QUOTED PASSAGE:
:::

1. Acts 10, 34 and 37-43
  • I have an example of early Christian preaching.  It is all about Jesus, anointed with the holy Spirit and power, whom God appointed judge of the living and the dead.  Because it is the story of our Savior it is our story, too.
  • What impressed the apostles so much about Jesus was his doing good and healing.  Peter does not mention his teachings but his example of action.
  • I notice that Peter mentions almost in passing the shattering death of Jesus, only the barest of facts.  Peter spends much more time on his life on earth, and his presence among the apostles as the risen Lord.
  • Peter does not make a sales pitch, with the aim of securing a larger market share for Christianity.  The benefit is for everyone, living and dead, and so the message is for everyone.
  • Central point: the man Jesus of Nazareth, who lived among us and was anointed, raised and appointed by our God as the center of our life of faith.
  • Message for our assembly: We hear the witness of Peter two thousand years later, and as we receive it we hand it on through our own lives of faith.
  • I will challenge myself: to speak the words of Peter as the good news that it is, with the same confidence as I do our creed, because this is why we form the church of believers.

2. Colossians 3, 1-4

  • I ask, and my listeners must also be asking themselves: Aren’t we celebrating the resurrection of Jesus today?  Then what is this about our own resurrection?

:::

WHAT YOU NEED TO DO:
Could you carry on the notes on the Scripture readings, starting right after their last line? The listing that comes next has no connection to the notes on the Scripture readings.

COLLECTED DATA:
:::

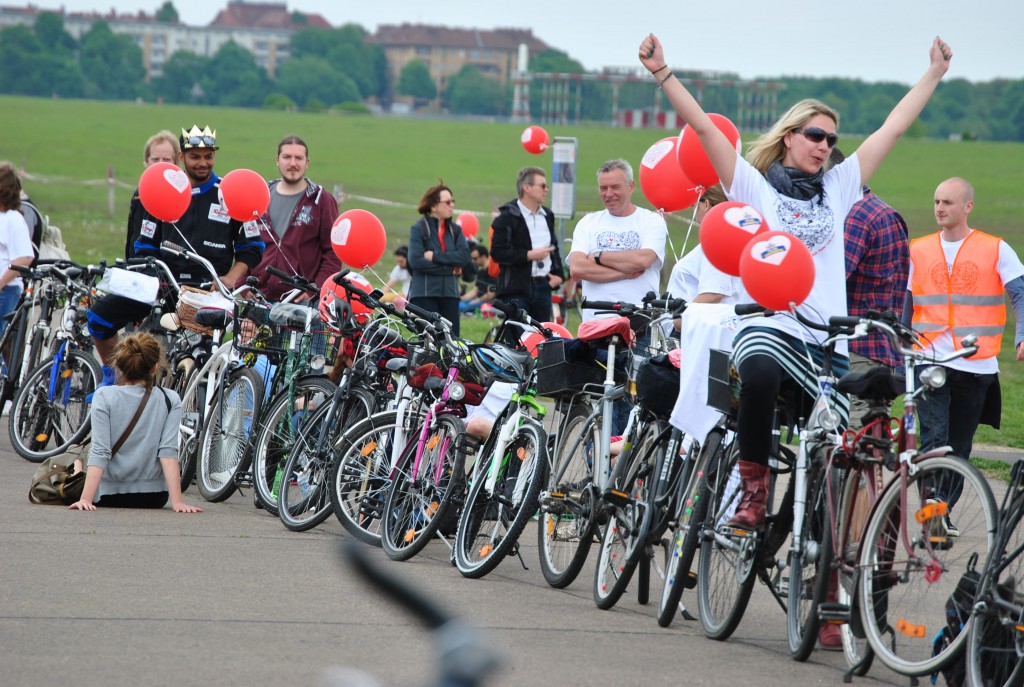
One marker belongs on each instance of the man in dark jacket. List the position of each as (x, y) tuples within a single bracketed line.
[(296, 228), (523, 244), (232, 248)]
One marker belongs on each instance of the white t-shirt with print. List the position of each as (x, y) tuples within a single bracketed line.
[(604, 231), (819, 225), (1010, 267), (14, 242)]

:::

RESPONSE TO THE EXERCISE:
  • It is important that I try to answer this question by the attention I pay to the apostle’s words.  The Gospel passage will prompt us to reflect first on what happened to Jesus, and only secondarily on what that might mean for us.
  • The liturgy reminds us that our church is so closely identified with Christ in these Easter days.  As the apostle says, we are already raised with Christ.  I note a more intimate identification in the letter than I did in the reading from Acts. 
  • Central point: We identify with Christ in our death, and so we will in our rising.
  • The message for our assembly is that we must continue to work for our salvation.  All the New Testament was formed in the light of Easter.  The discipline we began in Lent should continue all through the year.  So we should seek what is above.
  • I will challenge myself: to make the words decisive for the assembly.  You have died means that our lives have reached a finality from which there is no turning back.

Gospel.  John 20, 1-9

  • John may make the meaning of Jesus’ resurrection more plain to his listeners than the other evangelists did with their narratives of the discovery of the empty tomb. 
  • For John the good news is reported from one disciple to another, without an angel to intervene and interpret the void.  The other gospels provide details that may distract us from the message, but not John.  Mary is not going to do anything at the tomb; she just came to the tomb.
  • I hear the excitement building.  I hear them running, first Mary and then the disciples.  I can reflect that excitement in the acceleration of my voice.
  • The first report is just a news account, as we have seen so many times in John’s narratives.  They have taken the Lord- this would be our own reaction if we found the graves of our loved ones disturbed.  When the disciples arrive at the tomb they remain silent, perhaps looking at each other in bewilderment, and I can reflect with my pauses that same state of surprise.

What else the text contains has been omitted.